- [SOURCE EXCERPT]
+ + +
Sometimes it is not possible to get orientation from metadata. For example if user made a photo using camera of mobile device with wrong orientation. My solution is based on Jack Fan answer and for google-api-services-vision (avalible via Maven).

my TextUnit class

  public class TextUnit {
        private String text;

        //    X of lowest left point
        private float llx;

        //    Y of lowest left point
        private float lly;

        //    X of upper right point
        private float urx;

        //    Y of upper right point
        private float ury;
    }

base method:

 List<TextUnit> extractData(BatchAnnotateImagesResponse response) throws AnnotateImageResponseException {
            List<TextUnit> data = new ArrayList<>();

            for (AnnotateImageResponse res : response.getResponses()) {
                if (null != res.getError()) {
                    String errorMessage = res.getError().getMessage();
                    logger.log(Level.WARNING, "AnnotateImageResponse ERROR: " + errorMessage);
                    throw new AnnotateImageResponseException("AnnotateImageResponse ERROR: " + errorMessage);
                } else {
                    List<EntityAnnotation> texts = response.getResponses().get(0).getTextAnnotations();
                    if (texts.size() > 0) {

                        //get orientation
                        EntityAnnotation first_word = texts.get(1);
                        int orientation;
                        try {
                            orientation = getExifOrientation(first_word);
                        } catch (NullPointerException e) {
                            try {
                                orientation = getExifOrientation(texts.get(2));
                            } catch (NullPointerException e1) {
                                orientation = EXIF_ORIENTATION_NORMAL;
                            }
                        }
                        logger.log(Level.INFO, "orientation: " + orientation);

                        // Calculate the center
                        float centerX = 0, centerY = 0;
                        for (Vertex vertex : first_word.getBoundingPoly().getVertices()) {
                            if (vertex.getX() != null) {
                                centerX += vertex.getX();
                            }
                            if (vertex.getY() != null) {
                                centerY += vertex.getY();
                            }
                        }
                        centerX /= 4;
                        centerY /= 4;


                        for (int i = 1; i < texts.size(); i++) {//exclude first text - it contains all text of the page

                            String blockText = texts.get(i).getDescription();
                            BoundingPoly poly = texts.get(i).getBoundingPoly();

                            try {
                                float llx = 0;
                                float lly = 0;
                                float urx = 0;
                                float ury = 0;
                                if (orientation == EXIF_ORIENTATION_NORMAL) {
                                    poly = invertSymmetricallyBy0X(centerY, poly);
                                    llx = getLlx(poly);
                                    lly = getLly(poly);
                                    urx = getUrx(poly);
                                    ury = getUry(poly);
                                } else if (orientation == EXIF_ORIENTATION_90_DEGREE) {
                                    //invert by x
                                    poly = rotate(centerX, centerY, poly, Math.toRadians(-90));
                                    poly = invertSymmetricallyBy0Y(centerX, poly);
                                    llx = getLlx(poly);
                                    lly = getLly(poly);
                                    urx = getUrx(poly);
                                    ury = getUry(poly);
                                } else if (orientation == EXIF_ORIENTATION_180_DEGREE) {
                                    poly = rotate(centerX, centerY, poly, Math.toRadians(-180));
                                    poly = invertSymmetricallyBy0Y(centerX, poly);
                                    llx = getLlx(poly);
                                    lly = getLly(poly);
                                    urx = getUrx(poly);
                                    ury = getUry(poly);
                                }else if (orientation == EXIF_ORIENTATION_270_DEGREE){
                                    //invert by x
                                    poly = rotate(centerX, centerY, poly, Math.toRadians(-270));
                                    poly = invertSymmetricallyBy0Y(centerX, poly);
                                    llx = getLlx(poly);
                                    lly = getLly(poly);
                                    urx = getUrx(poly);
                                    ury = getUry(poly);
                                }


                                data.add(new TextUnit(blockText, llx, lly, urx, ury));
                            } catch (NullPointerException e) {
                                //ignore - some polys has not X or Y coordinate if text located closed to bounds.
+ + +
- [ENTRIES PROVIDED]
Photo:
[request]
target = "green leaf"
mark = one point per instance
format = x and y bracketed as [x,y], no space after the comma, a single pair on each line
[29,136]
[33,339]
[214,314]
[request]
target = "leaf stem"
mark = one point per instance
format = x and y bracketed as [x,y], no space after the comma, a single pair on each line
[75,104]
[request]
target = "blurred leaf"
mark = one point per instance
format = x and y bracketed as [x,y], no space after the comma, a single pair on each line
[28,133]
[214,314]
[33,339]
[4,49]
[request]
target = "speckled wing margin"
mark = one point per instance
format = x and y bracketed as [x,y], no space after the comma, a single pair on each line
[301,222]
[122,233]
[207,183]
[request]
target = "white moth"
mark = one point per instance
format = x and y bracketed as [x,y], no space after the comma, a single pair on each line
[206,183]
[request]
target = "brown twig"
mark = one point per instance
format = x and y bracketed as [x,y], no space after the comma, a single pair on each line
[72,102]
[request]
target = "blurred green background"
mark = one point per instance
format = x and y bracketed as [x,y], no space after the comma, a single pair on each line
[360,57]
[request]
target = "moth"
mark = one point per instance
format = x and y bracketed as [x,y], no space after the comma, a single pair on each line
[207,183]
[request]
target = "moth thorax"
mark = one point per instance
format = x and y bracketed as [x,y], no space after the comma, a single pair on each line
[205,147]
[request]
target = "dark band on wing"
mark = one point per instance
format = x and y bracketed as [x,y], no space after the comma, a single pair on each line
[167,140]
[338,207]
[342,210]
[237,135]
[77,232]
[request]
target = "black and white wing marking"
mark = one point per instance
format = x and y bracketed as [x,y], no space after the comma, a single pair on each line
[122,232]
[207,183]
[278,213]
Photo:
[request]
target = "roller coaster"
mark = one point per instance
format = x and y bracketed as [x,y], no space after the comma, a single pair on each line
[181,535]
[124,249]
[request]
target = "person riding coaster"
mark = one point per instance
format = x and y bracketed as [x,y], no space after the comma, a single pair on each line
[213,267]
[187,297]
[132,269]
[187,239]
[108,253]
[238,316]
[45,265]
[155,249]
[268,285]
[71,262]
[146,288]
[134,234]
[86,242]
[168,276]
+ + +
- [PROBLEMS TO WORK ON]
• a. In the orientation excerpt, why does the loop over the text annotations start at index 1 instead of 0?
• b. Rewrite the paragraph of the orientation excerpt that begins "Sometimes it is not possible" as a shorter summary that keeps its main facts.

- [ANSWERS PER TASK]
• a. The first text contains all the text of the page.

• b. Orientation cannot always be read from metadata, for example when a mobile device camera takes a photo with the wrong orientation. This solution builds on Jack Fan's answer and uses google-api-services-vision, which is available via Maven.